━━━━━ Data to process

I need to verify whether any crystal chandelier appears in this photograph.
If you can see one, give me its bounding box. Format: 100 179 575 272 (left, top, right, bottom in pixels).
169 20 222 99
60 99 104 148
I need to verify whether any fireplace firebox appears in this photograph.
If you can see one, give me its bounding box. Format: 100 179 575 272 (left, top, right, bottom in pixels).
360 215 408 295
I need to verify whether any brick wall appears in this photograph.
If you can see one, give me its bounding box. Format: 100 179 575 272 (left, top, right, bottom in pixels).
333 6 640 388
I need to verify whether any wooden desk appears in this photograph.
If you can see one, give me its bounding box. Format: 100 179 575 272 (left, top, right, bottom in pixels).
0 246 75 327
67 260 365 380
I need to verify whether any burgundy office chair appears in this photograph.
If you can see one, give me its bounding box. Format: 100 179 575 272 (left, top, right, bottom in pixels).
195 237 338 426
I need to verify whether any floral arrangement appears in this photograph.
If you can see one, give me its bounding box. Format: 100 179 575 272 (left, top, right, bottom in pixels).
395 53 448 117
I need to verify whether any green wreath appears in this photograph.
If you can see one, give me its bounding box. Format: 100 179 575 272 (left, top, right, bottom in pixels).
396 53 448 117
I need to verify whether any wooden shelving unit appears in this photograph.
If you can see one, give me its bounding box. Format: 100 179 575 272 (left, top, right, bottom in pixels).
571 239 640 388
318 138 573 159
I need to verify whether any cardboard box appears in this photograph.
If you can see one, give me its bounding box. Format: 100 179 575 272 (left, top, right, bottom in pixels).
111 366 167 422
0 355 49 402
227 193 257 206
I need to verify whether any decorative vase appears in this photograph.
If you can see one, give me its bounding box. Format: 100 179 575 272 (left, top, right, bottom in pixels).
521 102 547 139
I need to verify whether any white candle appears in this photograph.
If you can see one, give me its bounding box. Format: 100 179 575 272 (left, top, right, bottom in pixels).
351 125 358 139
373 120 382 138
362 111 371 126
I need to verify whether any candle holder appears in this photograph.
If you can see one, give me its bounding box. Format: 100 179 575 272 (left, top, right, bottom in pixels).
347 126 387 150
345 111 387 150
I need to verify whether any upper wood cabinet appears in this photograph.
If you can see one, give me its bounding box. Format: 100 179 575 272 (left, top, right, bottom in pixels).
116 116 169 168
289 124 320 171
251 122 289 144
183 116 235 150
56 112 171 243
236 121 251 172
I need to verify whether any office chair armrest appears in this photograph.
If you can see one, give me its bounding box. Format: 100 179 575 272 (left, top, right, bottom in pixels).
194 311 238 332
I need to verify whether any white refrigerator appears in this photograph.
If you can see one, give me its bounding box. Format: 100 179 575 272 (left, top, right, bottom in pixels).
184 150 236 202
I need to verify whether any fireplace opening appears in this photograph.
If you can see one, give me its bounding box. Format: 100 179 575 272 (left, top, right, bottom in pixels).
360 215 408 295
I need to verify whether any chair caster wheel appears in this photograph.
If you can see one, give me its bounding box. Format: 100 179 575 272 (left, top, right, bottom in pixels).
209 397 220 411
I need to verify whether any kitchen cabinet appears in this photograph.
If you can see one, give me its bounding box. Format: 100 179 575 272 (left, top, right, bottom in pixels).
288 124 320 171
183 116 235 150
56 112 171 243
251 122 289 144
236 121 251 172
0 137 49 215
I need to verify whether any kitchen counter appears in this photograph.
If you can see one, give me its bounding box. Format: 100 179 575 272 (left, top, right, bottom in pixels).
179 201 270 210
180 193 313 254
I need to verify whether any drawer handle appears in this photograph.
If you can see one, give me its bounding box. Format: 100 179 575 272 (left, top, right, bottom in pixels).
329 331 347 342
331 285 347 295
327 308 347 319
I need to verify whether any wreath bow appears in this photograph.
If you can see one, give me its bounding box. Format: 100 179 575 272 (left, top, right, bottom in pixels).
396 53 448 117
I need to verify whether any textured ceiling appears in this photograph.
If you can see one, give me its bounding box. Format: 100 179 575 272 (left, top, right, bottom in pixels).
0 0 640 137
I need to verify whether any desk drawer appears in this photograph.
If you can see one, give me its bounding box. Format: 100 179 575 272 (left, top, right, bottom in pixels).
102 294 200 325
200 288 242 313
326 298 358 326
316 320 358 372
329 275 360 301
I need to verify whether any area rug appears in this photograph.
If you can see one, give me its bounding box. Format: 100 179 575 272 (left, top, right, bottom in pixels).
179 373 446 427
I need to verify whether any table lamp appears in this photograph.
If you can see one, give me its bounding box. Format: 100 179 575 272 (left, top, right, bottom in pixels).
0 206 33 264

━━━━━━━━━━

Convert the lines above into a two-column CSV with the header text,answer, giving each text and its answer their own row. Enclose every field in double quotes and replace any line breaks with spaces.

text,answer
"I need to verify whether any crystal chandelier appears in this photograph. If you can see one, give me its bounding box. Format: 100 179 575 272 (left, top, right, bottom in pixels).","169 20 222 99 60 99 104 148"
"I need to verify whether any fireplace firebox appears in this photograph. If you can see one, give me its bounding box. Format: 100 179 575 272 (left, top, right, bottom in pixels).","360 215 408 295"
"I need to verify whether any brick wall appears in this photograph. If you can see one, give me its bounding box. Format: 100 179 575 272 (left, top, right, bottom in pixels).","333 6 640 388"
"I need to verify whether any wooden desk appears in this photograph. If you can see one, give me its bounding box. Format: 100 179 575 272 (left, top, right, bottom in pixels).","0 246 75 327 67 260 365 380"
"I need to verify whether any burgundy office chair appears in this photograph. If you can see one, give me its bounding box. Format: 100 179 575 272 (left, top, right, bottom in pixels).","195 237 338 426"
"I need to verify whether any floral arrangement appears in this photograph. If you can see one, give me its bounding box. Format: 100 179 575 272 (left, top, right, bottom in pixels).","395 53 448 117"
"I need to verify whether any green wreath appears in this photograph. If you can see one, give me its bounding box. Format: 100 179 575 272 (left, top, right, bottom in pixels).","396 53 448 117"
"I need to verify whether any wooden shelving unit appears in this photograph. If you can see one, give me its bounding box. Format: 100 179 575 272 (left, top, right, bottom in pixels).","571 239 640 388 318 138 573 159"
"I need to verify whether any cardboard box appears in this photograph. If you can see one, give me its bounding box. Format: 100 179 575 272 (left, top, right, bottom in pixels).","111 366 167 422 0 355 49 402 227 193 257 206"
"I need to verify whether any decorative vase appears in this photograph. If you can see one, give me its bounding box. Format: 100 179 575 272 (left, top, right, bottom in pixels).","521 102 547 139"
"I need to verify whether any white candle appears in this photograph. If you can see one, give me its bounding box. Format: 100 179 575 272 (left, top, right, bottom in pixels).","351 125 358 139 373 120 382 138 362 111 371 126"
"I need to verify whether any candle holder appears in this photograph. If you can see one, give me its bounding box. Format: 100 179 575 272 (left, top, right, bottom in pixels).","347 126 387 150 345 111 387 150"
"I need to verify whether any upper wood cabinet appears in this photograph. If you can see one, give me its bounding box. Format: 100 179 575 272 (left, top, right, bottom in pixels).","116 116 169 168 289 124 320 171 251 122 289 144 183 116 235 150 56 112 171 243 236 121 251 172"
"I need to verify whether any office chair armrest appears in this photograph. If you can see one, give me its bounding box. Format: 100 179 575 272 (left, top, right, bottom in pixels).","194 311 238 332"
"I need to verify whether any white refrigerator appears in this photograph. If you can see one, give me its bounding box. Format: 100 179 575 272 (left, top, right, bottom in pixels).","184 150 236 202"
"I need to verify whether any fireplace opening appears in this photograph. If you can see one, give me its bounding box. Format: 100 179 575 272 (left, top, right, bottom in pixels).","360 215 408 295"
"I need to verify whether any chair caster wheel appears in this photograph. If you can see one, give me its bounding box. Format: 100 179 575 272 (left, top, right, bottom in pixels).","209 397 220 411"
"I need to verify whether any kitchen cabinet appears in this photograph. If you can see one, give me its bounding box. Format: 100 179 575 272 (left, top, right, bottom in pixels).","288 124 320 171 183 116 235 150 56 112 171 243 251 122 289 144 236 121 251 172 0 137 49 215"
"I need to verify whether any kitchen counter appears in this photograph. If you can see one, give me its bounding box. Format: 100 179 575 272 (left, top, right, bottom in pixels).","179 201 270 210 180 193 313 254"
"I need to verify whether any drawer handle appears in this photograph. If you can see one, give me its bounding box. Format: 100 179 575 272 (left, top, right, bottom in pixels).","329 331 347 342 331 285 347 295 327 308 347 319"
"I need to verify whether any wreath bow appears in this photograph. If you can see one, give me its bounding box. Format: 100 179 575 272 (left, top, right, bottom in pixels).","396 53 448 117"
"I need to verify whether any textured ceiling appears in this photograph. If you can see one, give me its bounding box. Format: 100 179 575 272 (left, top, right, bottom in pixels).","0 0 640 137"
"I need to verify whether any desk drawer appears in this photograph. If you can see one, give me its bounding box. Format: 100 179 575 272 (left, top, right, bottom in pixels).","102 294 200 325 200 288 242 313 326 298 358 326 316 320 358 372 329 275 360 301"
"I need to verify whether any area rug appears in this photograph. If you can see one, give me its bounding box. Format: 100 179 575 272 (left, top, right, bottom in pixels).","179 373 446 427"
"I need to verify whether any table lamp appears in this photograph. If you can see one, give me its bounding box. Format: 100 179 575 272 (left, top, right, bottom in pixels).","0 206 33 264"